** Begin RECORDS TO USE **

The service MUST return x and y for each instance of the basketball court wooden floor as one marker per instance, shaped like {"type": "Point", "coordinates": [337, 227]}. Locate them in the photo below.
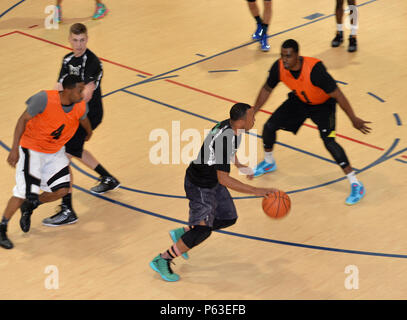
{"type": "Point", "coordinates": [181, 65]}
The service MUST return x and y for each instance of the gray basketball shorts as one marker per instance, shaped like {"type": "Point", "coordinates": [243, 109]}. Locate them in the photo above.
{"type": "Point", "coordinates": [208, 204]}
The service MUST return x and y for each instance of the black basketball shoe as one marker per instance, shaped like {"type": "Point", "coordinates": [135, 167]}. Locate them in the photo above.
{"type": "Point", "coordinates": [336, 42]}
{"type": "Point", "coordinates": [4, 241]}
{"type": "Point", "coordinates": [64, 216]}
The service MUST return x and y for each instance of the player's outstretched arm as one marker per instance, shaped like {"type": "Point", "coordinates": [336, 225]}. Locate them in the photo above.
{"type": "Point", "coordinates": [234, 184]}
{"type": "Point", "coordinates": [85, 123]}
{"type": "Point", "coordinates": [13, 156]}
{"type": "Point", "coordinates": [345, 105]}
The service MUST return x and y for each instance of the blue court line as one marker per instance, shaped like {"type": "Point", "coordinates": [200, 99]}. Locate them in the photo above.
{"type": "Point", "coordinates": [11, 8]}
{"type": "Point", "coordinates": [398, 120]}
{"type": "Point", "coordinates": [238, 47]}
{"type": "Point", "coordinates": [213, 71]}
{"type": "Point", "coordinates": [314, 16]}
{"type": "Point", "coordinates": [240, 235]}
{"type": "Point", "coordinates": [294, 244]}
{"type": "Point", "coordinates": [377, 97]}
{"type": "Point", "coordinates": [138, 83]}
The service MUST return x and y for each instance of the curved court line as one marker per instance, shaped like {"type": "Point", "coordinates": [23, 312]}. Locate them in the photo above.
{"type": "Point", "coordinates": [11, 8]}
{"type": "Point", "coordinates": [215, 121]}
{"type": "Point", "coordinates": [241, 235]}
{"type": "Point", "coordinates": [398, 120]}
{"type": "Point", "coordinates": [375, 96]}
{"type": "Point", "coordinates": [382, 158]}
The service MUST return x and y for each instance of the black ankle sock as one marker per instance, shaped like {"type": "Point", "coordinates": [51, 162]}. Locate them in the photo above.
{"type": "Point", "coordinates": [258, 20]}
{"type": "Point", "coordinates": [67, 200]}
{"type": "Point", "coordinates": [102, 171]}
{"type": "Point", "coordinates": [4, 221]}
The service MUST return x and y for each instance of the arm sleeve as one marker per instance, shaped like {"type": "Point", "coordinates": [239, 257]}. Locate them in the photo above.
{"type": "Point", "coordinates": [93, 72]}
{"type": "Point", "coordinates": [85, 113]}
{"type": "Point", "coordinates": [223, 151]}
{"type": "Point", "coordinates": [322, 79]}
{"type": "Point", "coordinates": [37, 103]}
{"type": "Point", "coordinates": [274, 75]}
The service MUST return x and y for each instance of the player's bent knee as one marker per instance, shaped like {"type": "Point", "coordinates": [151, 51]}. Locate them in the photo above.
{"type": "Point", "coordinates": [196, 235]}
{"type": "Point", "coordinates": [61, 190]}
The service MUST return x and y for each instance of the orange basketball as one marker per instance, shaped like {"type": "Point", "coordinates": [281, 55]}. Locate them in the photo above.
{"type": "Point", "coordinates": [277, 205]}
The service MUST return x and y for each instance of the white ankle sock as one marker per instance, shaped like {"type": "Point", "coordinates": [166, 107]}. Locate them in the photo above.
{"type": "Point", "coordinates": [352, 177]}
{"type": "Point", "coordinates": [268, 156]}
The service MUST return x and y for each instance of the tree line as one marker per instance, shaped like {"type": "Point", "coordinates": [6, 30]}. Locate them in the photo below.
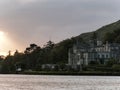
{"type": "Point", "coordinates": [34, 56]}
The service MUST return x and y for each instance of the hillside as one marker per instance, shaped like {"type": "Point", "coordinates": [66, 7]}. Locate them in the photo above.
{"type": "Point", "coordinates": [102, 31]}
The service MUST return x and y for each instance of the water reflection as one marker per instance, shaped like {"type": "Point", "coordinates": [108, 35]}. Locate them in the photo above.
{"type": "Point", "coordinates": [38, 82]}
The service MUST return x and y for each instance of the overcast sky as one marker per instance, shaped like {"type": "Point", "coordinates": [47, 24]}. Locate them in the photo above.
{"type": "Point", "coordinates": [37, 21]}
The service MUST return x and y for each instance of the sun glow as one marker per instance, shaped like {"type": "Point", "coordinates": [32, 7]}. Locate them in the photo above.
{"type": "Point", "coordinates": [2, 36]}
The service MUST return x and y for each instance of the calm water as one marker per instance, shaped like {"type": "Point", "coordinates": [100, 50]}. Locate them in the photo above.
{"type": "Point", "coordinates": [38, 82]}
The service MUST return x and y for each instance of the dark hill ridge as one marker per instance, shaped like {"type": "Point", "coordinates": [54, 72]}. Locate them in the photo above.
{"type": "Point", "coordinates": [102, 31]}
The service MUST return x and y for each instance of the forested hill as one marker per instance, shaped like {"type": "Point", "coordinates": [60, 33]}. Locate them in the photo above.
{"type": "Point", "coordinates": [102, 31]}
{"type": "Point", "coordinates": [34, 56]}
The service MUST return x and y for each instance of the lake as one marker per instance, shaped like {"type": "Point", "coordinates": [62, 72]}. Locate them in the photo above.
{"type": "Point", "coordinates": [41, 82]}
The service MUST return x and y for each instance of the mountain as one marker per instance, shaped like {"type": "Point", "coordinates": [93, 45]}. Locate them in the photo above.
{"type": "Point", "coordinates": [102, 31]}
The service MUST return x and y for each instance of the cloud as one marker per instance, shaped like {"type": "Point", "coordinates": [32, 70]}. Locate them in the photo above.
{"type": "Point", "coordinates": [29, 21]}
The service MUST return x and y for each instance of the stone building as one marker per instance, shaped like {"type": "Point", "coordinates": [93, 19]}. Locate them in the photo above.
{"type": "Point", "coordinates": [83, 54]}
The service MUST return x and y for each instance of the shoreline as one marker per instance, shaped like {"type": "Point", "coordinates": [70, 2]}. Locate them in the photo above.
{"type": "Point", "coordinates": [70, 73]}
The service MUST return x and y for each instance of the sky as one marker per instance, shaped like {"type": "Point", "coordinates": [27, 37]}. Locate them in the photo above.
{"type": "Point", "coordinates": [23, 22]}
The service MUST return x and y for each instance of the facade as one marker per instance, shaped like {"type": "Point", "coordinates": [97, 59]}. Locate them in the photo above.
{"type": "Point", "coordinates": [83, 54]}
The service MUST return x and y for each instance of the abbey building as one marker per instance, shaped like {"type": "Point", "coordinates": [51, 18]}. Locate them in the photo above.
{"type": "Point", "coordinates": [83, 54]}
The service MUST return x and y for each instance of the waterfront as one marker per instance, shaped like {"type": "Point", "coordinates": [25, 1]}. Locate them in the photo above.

** End RECORDS TO USE **

EXERCISE BRIEF: Put all the rows above into a numbered list, leaving out the pictures and any blank lines.

EXPECTED OUTPUT:
1. The service MUST return x and y for each instance of the basketball court wooden floor as one marker per instance, shaped like {"type": "Point", "coordinates": [337, 227]}. Locate them in the photo below.
2. {"type": "Point", "coordinates": [181, 65]}
3. The service MUST return x and y for each instance of the gray basketball shorts as one marker per instance, shaped like {"type": "Point", "coordinates": [243, 109]}. Locate them in the photo above.
4. {"type": "Point", "coordinates": [208, 204]}
5. The service MUST return x and y for each instance of the black basketball shoe as one marker per instance, shaped like {"type": "Point", "coordinates": [135, 167]}. Locate them in the photo above.
6. {"type": "Point", "coordinates": [336, 42]}
7. {"type": "Point", "coordinates": [4, 241]}
8. {"type": "Point", "coordinates": [64, 216]}
9. The service MUST return x and y for each instance of the player's outstretched arm as one marker per instance, shaped like {"type": "Point", "coordinates": [336, 225]}. Locate them in the photo above.
10. {"type": "Point", "coordinates": [234, 184]}
11. {"type": "Point", "coordinates": [85, 123]}
12. {"type": "Point", "coordinates": [13, 156]}
13. {"type": "Point", "coordinates": [345, 105]}
14. The service MUST return x and y for each instance of the blue court line as one marker per instance, shaped like {"type": "Point", "coordinates": [200, 99]}. Locate them in the photo above.
15. {"type": "Point", "coordinates": [11, 8]}
16. {"type": "Point", "coordinates": [398, 120]}
17. {"type": "Point", "coordinates": [238, 47]}
18. {"type": "Point", "coordinates": [213, 71]}
19. {"type": "Point", "coordinates": [314, 16]}
20. {"type": "Point", "coordinates": [240, 235]}
21. {"type": "Point", "coordinates": [294, 244]}
22. {"type": "Point", "coordinates": [377, 97]}
23. {"type": "Point", "coordinates": [138, 83]}
24. The service MUST return x and y for each instance of the curved court line as one marker per instance, shaped like {"type": "Point", "coordinates": [23, 312]}. Locate them in the photo above.
25. {"type": "Point", "coordinates": [11, 8]}
26. {"type": "Point", "coordinates": [215, 121]}
27. {"type": "Point", "coordinates": [241, 235]}
28. {"type": "Point", "coordinates": [398, 120]}
29. {"type": "Point", "coordinates": [375, 96]}
30. {"type": "Point", "coordinates": [382, 158]}
31. The service MUST return x and y for each instance of the black ankle sock as one marker per instance, shaped like {"type": "Point", "coordinates": [51, 162]}. Locate them in the photo above.
32. {"type": "Point", "coordinates": [258, 20]}
33. {"type": "Point", "coordinates": [67, 200]}
34. {"type": "Point", "coordinates": [102, 171]}
35. {"type": "Point", "coordinates": [4, 221]}
36. The service MUST return x and y for each instance of the arm sleeve as one marker per instance, shaped like {"type": "Point", "coordinates": [239, 257]}. Locate them in the photo above.
37. {"type": "Point", "coordinates": [93, 72]}
38. {"type": "Point", "coordinates": [85, 113]}
39. {"type": "Point", "coordinates": [223, 151]}
40. {"type": "Point", "coordinates": [322, 79]}
41. {"type": "Point", "coordinates": [37, 103]}
42. {"type": "Point", "coordinates": [274, 75]}
43. The service MUST return x and y for each instance of the player's bent knee as one marker per instance, shaped like {"type": "Point", "coordinates": [151, 51]}. Locate them in the photo above.
44. {"type": "Point", "coordinates": [196, 235]}
45. {"type": "Point", "coordinates": [61, 190]}
46. The service MUST return x and y for each instance of the orange basketball as one marker per instance, shaped like {"type": "Point", "coordinates": [281, 55]}. Locate them in the photo above.
47. {"type": "Point", "coordinates": [277, 205]}
48. The service MUST return x and y for each instance of the white ankle sock as one marker per instance, shaped like {"type": "Point", "coordinates": [166, 107]}. Locate them in the photo above.
49. {"type": "Point", "coordinates": [352, 177]}
50. {"type": "Point", "coordinates": [268, 156]}
51. The service MUST return x and y for each instance of the tree line as one marker per instance, shaped like {"type": "Point", "coordinates": [6, 30]}. Locate them in the photo below.
52. {"type": "Point", "coordinates": [34, 56]}
53. The service MUST return x and y for each instance of the hillside as one marker per instance, shaped like {"type": "Point", "coordinates": [66, 7]}. Locate them in the photo above.
54. {"type": "Point", "coordinates": [102, 31]}
55. The service MUST return x and y for each instance of the water reflection as one marker per instance, shaped like {"type": "Point", "coordinates": [108, 35]}. Locate them in the photo above.
56. {"type": "Point", "coordinates": [38, 82]}
57. The service MUST return x and y for each instance of the overcast sky as one marker per instance, shaped like {"type": "Point", "coordinates": [47, 24]}. Locate them in the photo above.
58. {"type": "Point", "coordinates": [37, 21]}
59. The service MUST return x and y for each instance of the sun glow as one marker per instance, shaped like {"type": "Point", "coordinates": [32, 7]}. Locate them in the photo above.
60. {"type": "Point", "coordinates": [2, 36]}
61. The service MUST return x and y for each instance of the calm water as one marker per instance, shaped like {"type": "Point", "coordinates": [100, 50]}. Locate them in the photo above.
62. {"type": "Point", "coordinates": [38, 82]}
63. The service MUST return x and y for each instance of the dark hill ridge as one marker per instance, shaped like {"type": "Point", "coordinates": [54, 72]}. Locate them in the photo above.
64. {"type": "Point", "coordinates": [102, 31]}
65. The service MUST return x and y for each instance of the forested hill as one marker per instance, shaped like {"type": "Point", "coordinates": [60, 33]}. Locate them in the photo above.
66. {"type": "Point", "coordinates": [102, 31]}
67. {"type": "Point", "coordinates": [34, 56]}
68. The service MUST return x and y for each instance of the lake as one marker per instance, shaped like {"type": "Point", "coordinates": [62, 72]}. Locate them in the photo above.
69. {"type": "Point", "coordinates": [41, 82]}
70. The service MUST return x and y for each instance of the mountain as one marker per instance, shaped like {"type": "Point", "coordinates": [93, 45]}. Locate them in the photo above.
71. {"type": "Point", "coordinates": [102, 31]}
72. The service MUST return x and y for each instance of the cloud as one marker per instance, shaped like {"type": "Point", "coordinates": [32, 70]}. Locate them in the photo above.
73. {"type": "Point", "coordinates": [29, 21]}
74. The service MUST return x and y for each instance of the stone building as one marker per instance, shaped like {"type": "Point", "coordinates": [93, 19]}. Locate them in the photo above.
75. {"type": "Point", "coordinates": [83, 54]}
76. The service MUST return x and y for each instance of the shoreline as one marker per instance, shaped like {"type": "Point", "coordinates": [70, 2]}. Locate them in the photo above.
77. {"type": "Point", "coordinates": [70, 73]}
78. The service MUST return x and y for each instance of the sky as one marker per instance, shaped like {"type": "Point", "coordinates": [27, 37]}. Locate them in the photo above.
79. {"type": "Point", "coordinates": [23, 22]}
80. The service MUST return x and y for each instance of the facade as one marker per instance, shaped like {"type": "Point", "coordinates": [97, 59]}. Locate them in the photo above.
81. {"type": "Point", "coordinates": [83, 54]}
82. The service MUST return x and y for each instance of the abbey building as one marker per instance, shaped like {"type": "Point", "coordinates": [51, 18]}. Locate them in the photo above.
83. {"type": "Point", "coordinates": [83, 54]}
84. The service MUST return x and y for each instance of the waterfront as one marker per instance, shaped like {"type": "Point", "coordinates": [25, 1]}. Locate them in the photo above.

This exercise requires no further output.